Gather every line of the items below that contains the word "face", and copy each one unchanged.
[START OF Working data]
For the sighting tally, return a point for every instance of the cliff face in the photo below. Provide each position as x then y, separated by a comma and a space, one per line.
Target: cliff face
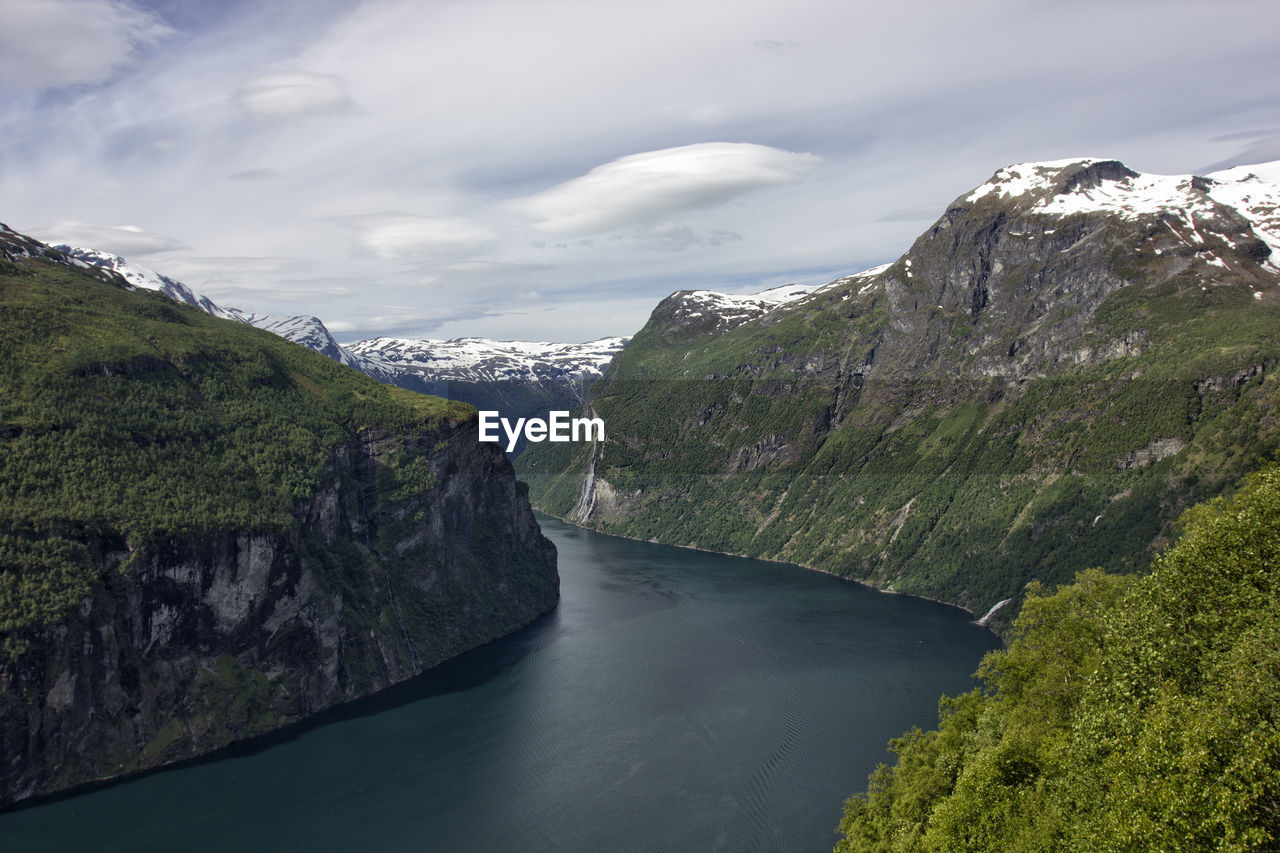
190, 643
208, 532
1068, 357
[END OF Working data]
[START OF Working data]
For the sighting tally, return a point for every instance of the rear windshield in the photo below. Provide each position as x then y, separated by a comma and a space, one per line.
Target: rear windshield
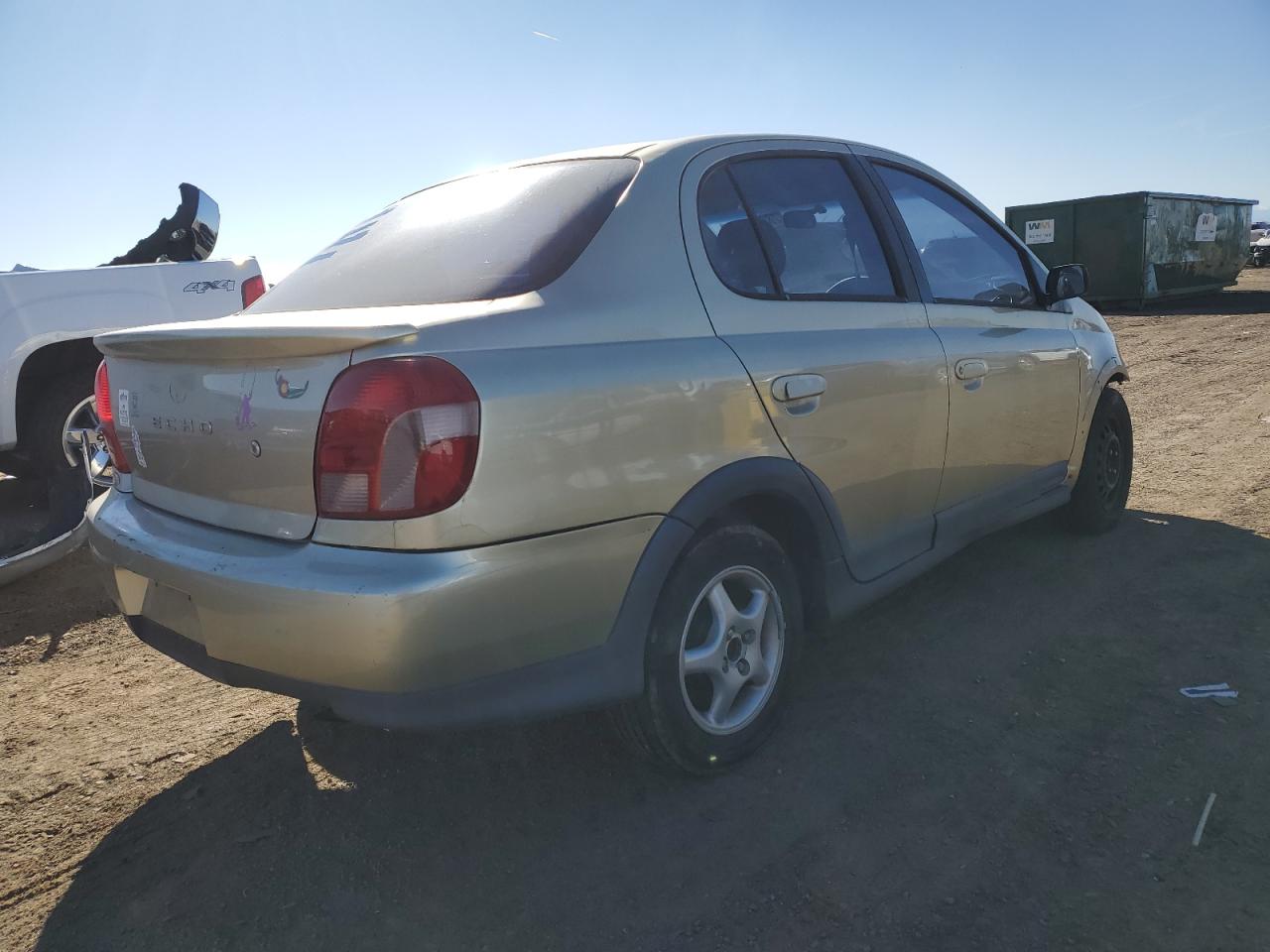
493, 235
[END OF Working data]
**Answer to this task**
For the sighting tally, return a point for every instance of the cliff face in the photo below. Provide each position as x then y, separated by a comma and a space, one per line.
Target: cliff face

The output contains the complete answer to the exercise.